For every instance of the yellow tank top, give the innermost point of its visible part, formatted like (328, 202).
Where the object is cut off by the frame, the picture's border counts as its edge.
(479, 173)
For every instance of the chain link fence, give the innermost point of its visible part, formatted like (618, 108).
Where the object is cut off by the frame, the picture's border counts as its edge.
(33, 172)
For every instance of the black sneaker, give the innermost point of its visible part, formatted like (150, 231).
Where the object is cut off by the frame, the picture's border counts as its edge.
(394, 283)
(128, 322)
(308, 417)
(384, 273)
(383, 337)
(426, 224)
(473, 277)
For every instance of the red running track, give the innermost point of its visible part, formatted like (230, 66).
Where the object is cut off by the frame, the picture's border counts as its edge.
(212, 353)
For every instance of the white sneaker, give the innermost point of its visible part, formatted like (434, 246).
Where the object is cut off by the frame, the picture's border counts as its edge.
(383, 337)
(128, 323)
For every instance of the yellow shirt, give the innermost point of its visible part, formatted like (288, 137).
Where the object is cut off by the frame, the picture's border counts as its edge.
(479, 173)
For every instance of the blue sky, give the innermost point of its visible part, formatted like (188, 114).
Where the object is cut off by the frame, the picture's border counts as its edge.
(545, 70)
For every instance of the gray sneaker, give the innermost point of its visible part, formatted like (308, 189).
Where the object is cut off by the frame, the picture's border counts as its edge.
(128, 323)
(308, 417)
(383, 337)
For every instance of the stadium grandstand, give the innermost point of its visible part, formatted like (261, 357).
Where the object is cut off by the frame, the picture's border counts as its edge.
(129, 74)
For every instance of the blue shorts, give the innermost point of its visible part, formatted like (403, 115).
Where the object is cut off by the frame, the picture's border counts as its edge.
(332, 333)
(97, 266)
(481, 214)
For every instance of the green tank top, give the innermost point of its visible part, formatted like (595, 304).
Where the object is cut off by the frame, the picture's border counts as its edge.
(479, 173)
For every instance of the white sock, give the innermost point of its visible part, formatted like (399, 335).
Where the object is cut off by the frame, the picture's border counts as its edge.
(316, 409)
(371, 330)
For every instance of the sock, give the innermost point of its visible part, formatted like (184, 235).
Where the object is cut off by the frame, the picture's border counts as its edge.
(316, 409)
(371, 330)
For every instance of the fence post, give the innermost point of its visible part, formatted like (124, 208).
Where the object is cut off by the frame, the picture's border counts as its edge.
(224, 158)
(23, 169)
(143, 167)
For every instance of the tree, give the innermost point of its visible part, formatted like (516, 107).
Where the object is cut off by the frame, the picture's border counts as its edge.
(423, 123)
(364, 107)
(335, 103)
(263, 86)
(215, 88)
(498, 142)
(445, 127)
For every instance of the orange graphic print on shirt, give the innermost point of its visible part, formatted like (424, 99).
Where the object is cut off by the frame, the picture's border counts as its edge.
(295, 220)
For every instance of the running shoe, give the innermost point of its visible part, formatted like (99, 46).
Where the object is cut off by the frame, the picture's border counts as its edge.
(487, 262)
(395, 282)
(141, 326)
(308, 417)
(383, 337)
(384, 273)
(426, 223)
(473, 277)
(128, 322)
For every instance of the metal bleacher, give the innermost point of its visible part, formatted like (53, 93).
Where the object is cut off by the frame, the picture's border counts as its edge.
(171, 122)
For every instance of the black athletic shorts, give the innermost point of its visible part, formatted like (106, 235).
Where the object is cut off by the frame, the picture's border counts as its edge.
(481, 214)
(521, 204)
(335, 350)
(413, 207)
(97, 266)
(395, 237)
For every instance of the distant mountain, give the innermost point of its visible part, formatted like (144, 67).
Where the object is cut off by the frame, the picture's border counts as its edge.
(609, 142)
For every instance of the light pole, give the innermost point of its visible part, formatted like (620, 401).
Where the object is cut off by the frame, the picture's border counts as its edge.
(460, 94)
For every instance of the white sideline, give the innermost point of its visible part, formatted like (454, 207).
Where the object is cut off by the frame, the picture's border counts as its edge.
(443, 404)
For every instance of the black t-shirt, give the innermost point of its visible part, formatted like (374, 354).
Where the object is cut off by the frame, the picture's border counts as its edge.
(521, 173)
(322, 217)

★ ★ ★ ★ ★

Please extract exactly, and only, the lines from the line containing "For every instance of the light" through the last line of the records.

# PROBLEM SOLUTION:
For every instance of the light pole, give the innermost point of its visible part, formatted like (620, 401).
Where the object is cut off by the frame, the picture's border counts as its edge.
(460, 94)
For every instance of the white sideline, give the innermost point of its visible part, formatted like (454, 207).
Where the object is cut off by the frame, the picture's border counts as its edge.
(443, 404)
For every instance of the black t-shirt, give the innermost point of its visible part, formatted like (374, 354).
Where the object is cut off by the frame, the picture's border counts as its edge.
(521, 173)
(322, 217)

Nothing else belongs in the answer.